> _DOCUMENT TEXT_:
-=-=-=-=-

The Exile of a China Hand: John Carter Vincent in Tangier

For the sin of accurately foreseeing the success of Mao Tse-tung’s communist insurgency, Foreign Service “China hands” were accused of disloyalty and punished.

BY GERALD LOFTUS


The cover of historian Gary May’s definitive biography of FSO John Carter Vincent, published in 1979.
New Republic Books

Mark Twain, traveling on one of the first American cruise ships, stopped in Tangier, Morocco, in 1867 and called on the American consul. “I would seriously recommend to the government of the United States,” he later wrote in The Innocents Abroad, “that when a man commits a crime so heinous that the law provides no adequate punishment for it, they make him consul general to Tangier.” The life of the lone American diplomat and his family in this North African outpost struck Twain as “the completest exile that I can conceive of.”

Almost a century later, Foreign Service Officer John Carter Vincent spent his last assignment (1951-1953) in a sort of political exile in Tangier’s International Zone, where a consortium of powers represented by diplomats from European and American legations governed what was a city-state prior to Morocco’s independence in 1956. Though never guilty of Twain’s “crime so heinous,” Vincent found himself caught in the vise of McCarthyism, which asked “Who lost China?” to communism. His offense: years of honest Foreign Service reporting from wartorn China.

In the offices of what had become the American legation in Tangier’s medina (walled city), Minister John Carter Vincent—whose other titles were diplomatic agent and consul general—was a world away from the previous focus of his diplomatic career. A member of what was called the “China Service” (the State Department’s corps of language-trained China experts), Vincent had spent much of the 1920s through the 1940s reporting from a country successively devastated by internecine fighting among warlords and invasion from Japan, then riven by civil war between nationalist and communist forces. In 1945 he was appointed director of the Office of Far Eastern Affairs, precursor to today’s assistant secretary of State for East Asia and Pacific affairs. He was the most senior “China hand” on active duty in the Foreign Service.

A self-described “New Deal liberal,” Vincent had come to see Chiang Kai-shek and his Nationalists as hopelessly corrupt, and ineffective in prosecuting the war against the Japanese. Apart from the war effort, Vincent promoted a Chinese polity in classic “civil society” terms: support for human rights, democratization and the rule of law. But his no-nonsense criticism of Chiang and Madame Chiang—darlings of the American press and the powerful “China Lobby”—came back to haunt him once they retreated to the island of Taiwan (then called Formosa) and the communists took over the mainland in 1949.

-=-=-=-=-

> _SOURCE MATERIAL_:
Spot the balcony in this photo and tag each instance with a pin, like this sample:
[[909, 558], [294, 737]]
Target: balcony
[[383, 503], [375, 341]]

-=-=-=-=-

> _WHAT THE EXERCISE ASKS_:
Answer from the article about John Carter Vincent:
1. In what year did Mark Twain stop in Tangier and call on the American consul?
2. Which years did Vincent's last assignment in Tangier span?
3. Which office was Vincent appointed to direct in 1945?
Rely only on the article about John Carter Vincent.

> _FINAL RESULT_:
1. 1867
2. 1951-1953
3. The Office of Far Eastern Affairs